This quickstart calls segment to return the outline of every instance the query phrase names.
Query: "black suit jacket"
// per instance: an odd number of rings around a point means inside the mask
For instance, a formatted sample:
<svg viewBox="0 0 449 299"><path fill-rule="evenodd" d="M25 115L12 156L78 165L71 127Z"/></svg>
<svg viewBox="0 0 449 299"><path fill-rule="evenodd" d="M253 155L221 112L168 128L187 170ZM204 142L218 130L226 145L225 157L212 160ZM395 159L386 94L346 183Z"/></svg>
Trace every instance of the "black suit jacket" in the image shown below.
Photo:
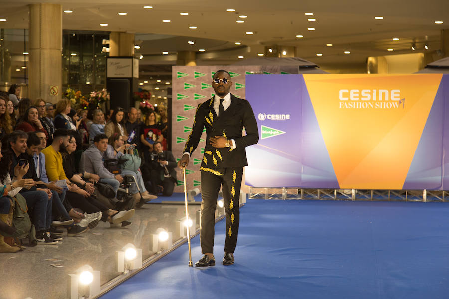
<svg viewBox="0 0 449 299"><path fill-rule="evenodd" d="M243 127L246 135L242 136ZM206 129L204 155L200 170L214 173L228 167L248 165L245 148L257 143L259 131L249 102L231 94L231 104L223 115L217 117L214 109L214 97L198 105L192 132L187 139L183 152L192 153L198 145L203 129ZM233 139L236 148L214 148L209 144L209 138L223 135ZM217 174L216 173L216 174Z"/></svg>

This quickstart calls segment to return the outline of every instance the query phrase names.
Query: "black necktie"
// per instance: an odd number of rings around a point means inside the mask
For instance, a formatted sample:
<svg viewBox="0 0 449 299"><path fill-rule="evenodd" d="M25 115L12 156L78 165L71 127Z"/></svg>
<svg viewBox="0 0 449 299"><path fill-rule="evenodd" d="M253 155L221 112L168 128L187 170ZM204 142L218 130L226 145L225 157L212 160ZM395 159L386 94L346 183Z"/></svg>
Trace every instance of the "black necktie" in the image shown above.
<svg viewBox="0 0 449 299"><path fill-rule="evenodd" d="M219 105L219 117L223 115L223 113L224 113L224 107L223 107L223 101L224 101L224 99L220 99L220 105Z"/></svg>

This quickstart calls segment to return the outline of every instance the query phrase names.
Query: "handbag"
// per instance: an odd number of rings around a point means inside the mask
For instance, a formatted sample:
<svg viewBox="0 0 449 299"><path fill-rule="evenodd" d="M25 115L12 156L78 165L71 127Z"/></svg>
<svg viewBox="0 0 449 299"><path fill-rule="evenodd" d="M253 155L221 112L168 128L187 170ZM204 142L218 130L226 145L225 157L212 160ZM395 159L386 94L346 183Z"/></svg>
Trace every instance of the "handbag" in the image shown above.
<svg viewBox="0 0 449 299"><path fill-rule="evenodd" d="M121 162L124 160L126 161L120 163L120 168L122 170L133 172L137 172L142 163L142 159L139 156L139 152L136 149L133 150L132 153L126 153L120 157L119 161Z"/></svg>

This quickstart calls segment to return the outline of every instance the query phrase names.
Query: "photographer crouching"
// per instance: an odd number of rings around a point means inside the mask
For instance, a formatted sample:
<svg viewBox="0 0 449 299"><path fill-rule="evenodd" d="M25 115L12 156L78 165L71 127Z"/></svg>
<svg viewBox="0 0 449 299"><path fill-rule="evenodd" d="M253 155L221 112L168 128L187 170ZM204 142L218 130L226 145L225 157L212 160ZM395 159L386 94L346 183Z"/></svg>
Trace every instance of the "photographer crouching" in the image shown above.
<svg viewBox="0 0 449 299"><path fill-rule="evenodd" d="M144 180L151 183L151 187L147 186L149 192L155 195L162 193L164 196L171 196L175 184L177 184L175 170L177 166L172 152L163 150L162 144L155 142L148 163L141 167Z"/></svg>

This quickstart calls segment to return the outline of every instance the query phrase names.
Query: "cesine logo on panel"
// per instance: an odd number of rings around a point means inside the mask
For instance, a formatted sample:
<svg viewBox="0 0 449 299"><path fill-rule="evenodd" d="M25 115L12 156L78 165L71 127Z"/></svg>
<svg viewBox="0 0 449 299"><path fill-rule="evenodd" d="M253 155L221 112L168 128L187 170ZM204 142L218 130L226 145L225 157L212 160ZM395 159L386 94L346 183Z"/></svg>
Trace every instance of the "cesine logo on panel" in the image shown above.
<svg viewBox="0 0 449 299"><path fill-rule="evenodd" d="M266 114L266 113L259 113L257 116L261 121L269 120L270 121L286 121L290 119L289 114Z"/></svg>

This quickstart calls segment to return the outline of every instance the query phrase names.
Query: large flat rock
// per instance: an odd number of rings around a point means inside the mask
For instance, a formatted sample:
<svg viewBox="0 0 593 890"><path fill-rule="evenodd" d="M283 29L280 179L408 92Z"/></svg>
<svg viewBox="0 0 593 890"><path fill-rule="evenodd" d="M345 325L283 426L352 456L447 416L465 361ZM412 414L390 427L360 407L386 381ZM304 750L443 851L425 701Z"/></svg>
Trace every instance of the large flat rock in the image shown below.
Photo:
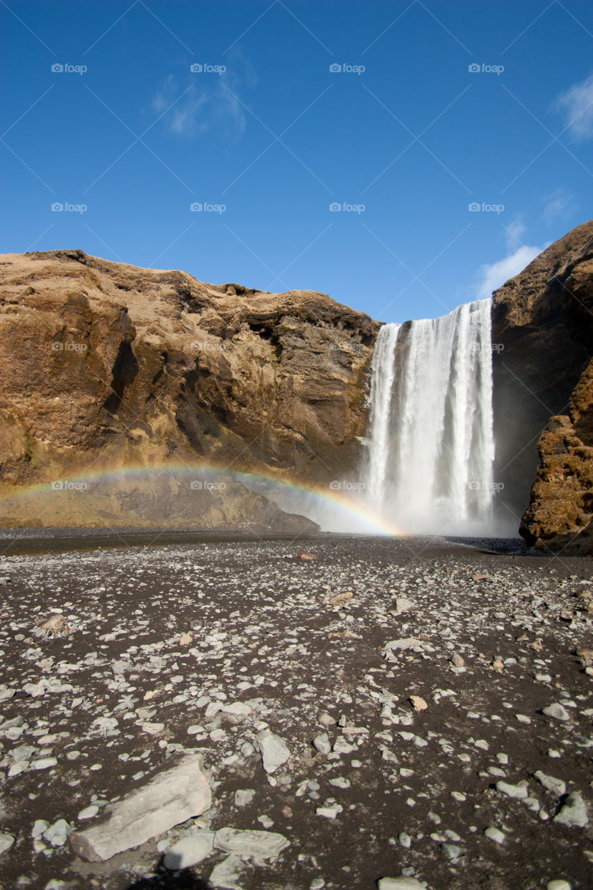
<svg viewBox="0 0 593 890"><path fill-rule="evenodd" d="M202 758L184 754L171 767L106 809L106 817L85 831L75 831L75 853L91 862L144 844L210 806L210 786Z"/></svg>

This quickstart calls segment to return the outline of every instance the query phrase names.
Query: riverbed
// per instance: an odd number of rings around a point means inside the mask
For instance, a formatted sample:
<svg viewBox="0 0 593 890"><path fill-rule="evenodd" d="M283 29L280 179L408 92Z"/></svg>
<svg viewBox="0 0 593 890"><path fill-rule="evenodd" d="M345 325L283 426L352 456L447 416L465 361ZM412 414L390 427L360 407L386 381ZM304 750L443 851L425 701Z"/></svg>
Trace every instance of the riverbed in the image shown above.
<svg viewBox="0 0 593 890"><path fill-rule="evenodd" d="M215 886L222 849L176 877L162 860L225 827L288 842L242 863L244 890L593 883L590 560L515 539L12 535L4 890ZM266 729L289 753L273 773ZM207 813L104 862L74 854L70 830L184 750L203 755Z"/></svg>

============================================================

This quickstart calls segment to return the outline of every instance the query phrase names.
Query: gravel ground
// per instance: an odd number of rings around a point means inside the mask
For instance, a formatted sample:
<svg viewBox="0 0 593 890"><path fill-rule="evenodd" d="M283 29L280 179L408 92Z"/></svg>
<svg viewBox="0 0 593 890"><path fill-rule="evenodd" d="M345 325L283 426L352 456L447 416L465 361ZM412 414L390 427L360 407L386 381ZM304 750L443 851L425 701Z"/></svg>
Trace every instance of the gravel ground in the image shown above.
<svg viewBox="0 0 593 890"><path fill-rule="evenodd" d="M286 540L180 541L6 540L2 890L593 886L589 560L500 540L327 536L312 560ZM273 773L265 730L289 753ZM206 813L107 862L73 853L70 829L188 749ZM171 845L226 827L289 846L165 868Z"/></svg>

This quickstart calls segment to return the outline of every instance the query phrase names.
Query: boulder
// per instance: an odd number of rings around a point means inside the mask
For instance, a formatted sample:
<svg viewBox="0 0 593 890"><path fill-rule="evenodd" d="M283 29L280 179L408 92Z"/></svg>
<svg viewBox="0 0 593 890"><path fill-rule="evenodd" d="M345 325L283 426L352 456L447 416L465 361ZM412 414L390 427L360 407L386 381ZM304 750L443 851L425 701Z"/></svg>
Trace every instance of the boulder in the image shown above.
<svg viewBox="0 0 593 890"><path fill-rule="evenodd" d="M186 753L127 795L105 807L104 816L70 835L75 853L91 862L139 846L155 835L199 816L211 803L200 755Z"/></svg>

============================================================

(Exercise task) Please state how many lines of the records contain the word "crouching", and give only the number.

(Result of this task) 2